WHAT TO PRODUCE: Name every person the khat ban passage below mentions by name.

PROVIDED PASSAGE:
Peer Gatter, political scientist and former adviser to the Yemen government, has looked at the British khat ban in Aden, 1957-1958. As in Kenya there was a small group of local anti-khat campaigners. However, officials were particularly concerned about the outflow of currency to Ethiopia and the Imamate of Yemen and that the burgeoning trade only benefited a few importers and retailers at the expense of many consumers. The ban was not a success. People objected to searches as an indignity while the police and the justice system were over-burdened by khat cases. There were street demonstrations and a state of emergency had to be declared. Khat retailers and consumers simply relocated to unsupervised markets on roadways and the desert fringes of the colony. An estimated 5,000 people visited these khat hideaways on weekdays and as many as 18,000 on Sundays.

Adeni women called for the revocation of the prohibition, arguing that despite the ban their husbands consumed as much khat as ever, spent more of the household budget on the inflated price of illicit khat and neglected their family duties. Even previous advocates called for the ban’s revocation and so the government agreed to a review. The Report of the Qat Commission of Inquiry (1958) concluded that ‘the evils and grievances which have resulted from the ban…outweigh what benefits the ban has achieved.’ The Report also argued that the lack of sanitary provision at such illicit khat gatherings posed a serious health risk.

The UK khat ban shares similarities with the prohibitions in colonial Kenya and Aden. The Coalition government appears particularly anxious to satisfy demands for the prohibition from sections of the UK Somali community, including wives, mothers and community representatives. Prior to the 2010 General Election Baroness Warsi and Chris Grayling, then Shadow Home Secretary, pledged to ban khat. In 2009 Baroness Warsi argued in The Guardian that not to ban khat was ‘almost inverse racism’, adding that politicians were ‘almost frightened to act because it concerned minority communities, even though many people, especially women, from within those communities were calling for action.’ In Parliament, the Coalition government has stressed that the ban is intended to help tackle family breakdown, unemployment and lack of integration. They have also argued that the khat ban is part of their broader strategy to increase ethnic minority access to employment.  However, the ACMD found no evidence that khat caused socio-economic deprivation in these communities and the government’s research into social perceptions of khat has not shown majority support for such a prohibition among khat-consuming communities.

Critics in the Home Affairs Select Committee (HASC) have argued that there is the risk that prohibition could drive the trade underground and force consumers to turn to illicit and more deleterious alternative such as synthetic cathinones. The current UK ban may also echo the social unrest caused by previous prohibitions, particularly in Aden. The ACMD and HASC are concerned that a prohibition could worsen relations between user communities and the police, exacerbating feelings of discrimination among marginalised groups, who are already disproportionately targeted by police attempts to combat drugs offences. The Shadow Home Affairs Minister, Diana Johnson, has pointed out that this might undermine the government’s anti- radicalisation strategy Prevent.

Like British attempts to prohibit khat in Kenya and Aden, the UK ban today is driven by unproven fears of the social and medical harms associated with its consumption and has been implemented without an investigation into the views of all communities concerned. It is far from guaranteed to succeed and risks creating new unregulated markets and criminal networks funded by the consumption of illicit khat or more damaging alternatives. The government could adopt a permit system of khat import and retail such as that in Victoria State, Australia. This might avoid the failures and unintended consequences that drove the British authorities in Kenya and Aden to end prohibition and licence the trade and consumption of khat. Crucially, it might also avoid alienating already marginalised ethnic communities and provide government with the opportunity to collect much needed data on khat markets vital for evidence-based policy.

Please note: Views expressed are those of the author.

RECORD EXCERPTS:
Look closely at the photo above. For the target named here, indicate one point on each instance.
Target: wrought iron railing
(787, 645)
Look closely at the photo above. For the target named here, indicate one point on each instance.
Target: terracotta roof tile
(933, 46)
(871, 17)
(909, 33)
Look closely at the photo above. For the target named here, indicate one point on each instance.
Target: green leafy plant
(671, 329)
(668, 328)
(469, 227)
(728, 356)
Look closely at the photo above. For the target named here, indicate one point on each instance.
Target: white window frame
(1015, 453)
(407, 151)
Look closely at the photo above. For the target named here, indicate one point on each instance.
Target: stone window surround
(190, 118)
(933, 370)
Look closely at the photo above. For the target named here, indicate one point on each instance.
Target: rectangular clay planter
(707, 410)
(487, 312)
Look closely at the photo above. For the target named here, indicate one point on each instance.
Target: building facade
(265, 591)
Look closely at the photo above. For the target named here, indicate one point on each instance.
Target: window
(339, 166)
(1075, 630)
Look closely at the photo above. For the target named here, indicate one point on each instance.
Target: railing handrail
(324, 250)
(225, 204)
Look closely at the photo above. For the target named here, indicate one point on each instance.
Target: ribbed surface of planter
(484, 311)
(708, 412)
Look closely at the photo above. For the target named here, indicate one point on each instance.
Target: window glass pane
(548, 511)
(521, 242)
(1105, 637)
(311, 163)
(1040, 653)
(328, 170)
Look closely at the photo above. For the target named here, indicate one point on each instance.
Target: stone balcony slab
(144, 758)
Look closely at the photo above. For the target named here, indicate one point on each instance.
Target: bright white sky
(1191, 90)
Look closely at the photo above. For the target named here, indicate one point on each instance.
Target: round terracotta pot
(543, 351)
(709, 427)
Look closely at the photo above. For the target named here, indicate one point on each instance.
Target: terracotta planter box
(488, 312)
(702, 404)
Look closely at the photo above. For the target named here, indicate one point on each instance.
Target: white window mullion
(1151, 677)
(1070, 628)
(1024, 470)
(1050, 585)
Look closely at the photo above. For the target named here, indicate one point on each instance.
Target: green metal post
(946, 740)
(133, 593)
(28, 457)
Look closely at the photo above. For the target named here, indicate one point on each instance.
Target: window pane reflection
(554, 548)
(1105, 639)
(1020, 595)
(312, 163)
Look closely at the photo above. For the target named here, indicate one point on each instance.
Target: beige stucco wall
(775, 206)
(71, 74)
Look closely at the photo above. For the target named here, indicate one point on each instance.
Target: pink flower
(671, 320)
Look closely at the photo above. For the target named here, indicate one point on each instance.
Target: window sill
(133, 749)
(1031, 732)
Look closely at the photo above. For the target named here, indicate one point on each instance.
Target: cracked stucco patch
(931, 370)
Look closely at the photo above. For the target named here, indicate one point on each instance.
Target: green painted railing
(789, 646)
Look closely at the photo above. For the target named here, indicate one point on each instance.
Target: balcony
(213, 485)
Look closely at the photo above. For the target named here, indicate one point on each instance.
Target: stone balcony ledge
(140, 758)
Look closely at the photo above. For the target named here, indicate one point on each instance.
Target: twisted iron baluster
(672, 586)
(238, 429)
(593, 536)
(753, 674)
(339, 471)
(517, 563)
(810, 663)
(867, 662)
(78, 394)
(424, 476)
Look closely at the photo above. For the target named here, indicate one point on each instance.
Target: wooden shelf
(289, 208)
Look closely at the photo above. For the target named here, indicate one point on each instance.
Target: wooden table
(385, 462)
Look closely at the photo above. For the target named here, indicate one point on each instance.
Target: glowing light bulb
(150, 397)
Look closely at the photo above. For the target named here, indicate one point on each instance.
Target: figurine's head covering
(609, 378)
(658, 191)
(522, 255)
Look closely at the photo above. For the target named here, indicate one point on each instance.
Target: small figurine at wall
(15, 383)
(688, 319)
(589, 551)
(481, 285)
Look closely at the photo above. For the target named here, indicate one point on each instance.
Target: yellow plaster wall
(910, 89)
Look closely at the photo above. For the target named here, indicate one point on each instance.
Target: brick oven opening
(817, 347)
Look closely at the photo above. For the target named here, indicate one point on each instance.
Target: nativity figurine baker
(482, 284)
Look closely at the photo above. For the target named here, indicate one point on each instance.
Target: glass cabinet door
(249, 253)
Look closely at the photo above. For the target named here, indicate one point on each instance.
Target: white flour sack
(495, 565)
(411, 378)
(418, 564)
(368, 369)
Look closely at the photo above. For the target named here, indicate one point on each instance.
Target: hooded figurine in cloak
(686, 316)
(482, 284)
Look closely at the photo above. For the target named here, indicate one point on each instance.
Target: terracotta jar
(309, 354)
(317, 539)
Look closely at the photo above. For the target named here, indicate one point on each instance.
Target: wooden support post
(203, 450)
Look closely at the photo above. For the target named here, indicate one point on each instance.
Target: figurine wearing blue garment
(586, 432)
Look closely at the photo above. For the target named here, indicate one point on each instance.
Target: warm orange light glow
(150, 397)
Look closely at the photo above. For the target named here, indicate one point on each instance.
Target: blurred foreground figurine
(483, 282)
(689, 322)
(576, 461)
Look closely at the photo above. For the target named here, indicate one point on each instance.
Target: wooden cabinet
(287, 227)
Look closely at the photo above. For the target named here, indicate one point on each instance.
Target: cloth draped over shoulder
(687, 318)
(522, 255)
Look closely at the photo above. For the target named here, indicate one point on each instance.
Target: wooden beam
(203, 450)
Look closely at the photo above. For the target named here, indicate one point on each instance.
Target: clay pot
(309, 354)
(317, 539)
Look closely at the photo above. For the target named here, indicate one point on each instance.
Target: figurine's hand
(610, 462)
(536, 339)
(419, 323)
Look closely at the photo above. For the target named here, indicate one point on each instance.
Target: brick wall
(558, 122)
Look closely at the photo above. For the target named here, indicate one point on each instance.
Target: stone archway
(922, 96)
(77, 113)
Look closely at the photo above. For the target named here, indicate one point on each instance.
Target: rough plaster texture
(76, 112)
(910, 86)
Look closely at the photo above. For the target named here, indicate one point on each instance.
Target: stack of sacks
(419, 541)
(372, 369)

REPLY: Peer Gatter, Baroness Warsi, Chris Grayling, Diana Johnson